__Task brief__
Could you put every line of the listing below into a numbered list, leaving out any blank lines?

__Supplied data__
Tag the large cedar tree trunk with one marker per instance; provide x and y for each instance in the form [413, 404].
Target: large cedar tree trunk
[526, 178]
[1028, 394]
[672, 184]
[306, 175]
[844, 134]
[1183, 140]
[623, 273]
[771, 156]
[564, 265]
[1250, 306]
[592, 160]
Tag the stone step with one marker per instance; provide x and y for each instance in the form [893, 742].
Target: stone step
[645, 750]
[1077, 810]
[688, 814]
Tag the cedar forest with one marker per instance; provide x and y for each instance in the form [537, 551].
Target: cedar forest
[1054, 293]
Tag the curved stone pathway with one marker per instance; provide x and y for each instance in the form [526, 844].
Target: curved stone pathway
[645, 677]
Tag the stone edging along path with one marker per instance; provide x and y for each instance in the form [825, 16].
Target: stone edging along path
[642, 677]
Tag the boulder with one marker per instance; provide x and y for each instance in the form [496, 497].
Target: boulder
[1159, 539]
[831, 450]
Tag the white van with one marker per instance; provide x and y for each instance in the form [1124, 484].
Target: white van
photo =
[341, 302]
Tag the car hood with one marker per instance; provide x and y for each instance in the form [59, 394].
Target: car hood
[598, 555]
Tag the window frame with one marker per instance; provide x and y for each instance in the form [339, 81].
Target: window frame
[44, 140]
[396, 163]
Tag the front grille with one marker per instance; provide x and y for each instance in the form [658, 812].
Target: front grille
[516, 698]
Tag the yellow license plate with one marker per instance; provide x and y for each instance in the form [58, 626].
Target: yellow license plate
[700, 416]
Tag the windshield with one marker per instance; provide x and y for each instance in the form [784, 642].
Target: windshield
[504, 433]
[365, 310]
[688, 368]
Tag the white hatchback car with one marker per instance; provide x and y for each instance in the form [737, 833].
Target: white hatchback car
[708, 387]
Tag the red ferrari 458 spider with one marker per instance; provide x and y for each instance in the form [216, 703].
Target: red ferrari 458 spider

__Completed exercise__
1. Tag the large cedar tree trunk with one marker per instance; provide x and y for each instance in the form [413, 404].
2. Target: large cedar tree trunk
3. [526, 178]
4. [1028, 394]
5. [672, 184]
6. [306, 175]
7. [844, 134]
8. [1183, 140]
9. [623, 273]
10. [771, 156]
11. [564, 265]
12. [1250, 306]
13. [592, 160]
14. Tag the stone step with one marker per instance; provide x and y for each instance in the form [893, 742].
15. Target: stone step
16. [645, 750]
17. [1077, 810]
18. [688, 814]
19. Tag the cedar forest with one marker per instance; provide x and y for each instance in the form [537, 551].
20. Target: cedar forest
21. [1054, 293]
22. Tag the curved stone pathway with one marker per instance; provide x and y for each instance in the form [526, 844].
23. Target: curved stone pathway
24. [645, 677]
25. Tag the stone edging along path with one marker per instance; provide x and y for each instance in the form [825, 16].
26. Target: stone edging along path
27. [642, 677]
28. Tag the boulder with one marker per instance; provide x and y for each instance in the form [496, 497].
29. Target: boulder
30. [1159, 539]
31. [831, 450]
32. Tag the white van with one marker per instance; provide x and y for each instance in the form [1124, 484].
33. Target: white van
34. photo =
35. [341, 302]
36. Tag the car hood with one marker per instance; provide x and y for each instance in the form [59, 394].
37. Target: car hood
38. [598, 555]
39. Tag the window frame with one marker per instance; provide x and y for each instance in the form [339, 81].
40. Target: window frame
41. [44, 140]
42. [396, 163]
43. Tag the front grille with one marker per instance; provide x and y for each instance in the form [658, 812].
44. Target: front grille
45. [516, 698]
46. Tag the yellow license plate with one marker per instance; provide x and y for each instance in the form [58, 626].
47. Target: yellow license plate
48. [700, 416]
49. Tag the windshield with one marker per instance; provide x and y for each instance in the form [784, 642].
50. Target: windshield
51. [504, 433]
52. [365, 310]
53. [688, 368]
54. Tag the white hatchback car with one marker per instance; provide x and y for each instance in the form [737, 833].
55. Target: white hatchback car
56. [708, 387]
57. Tag the red ferrari 458 spider with one marker per instance; provide x and y for each instance in the form [216, 703].
58. Target: red ferrari 458 spider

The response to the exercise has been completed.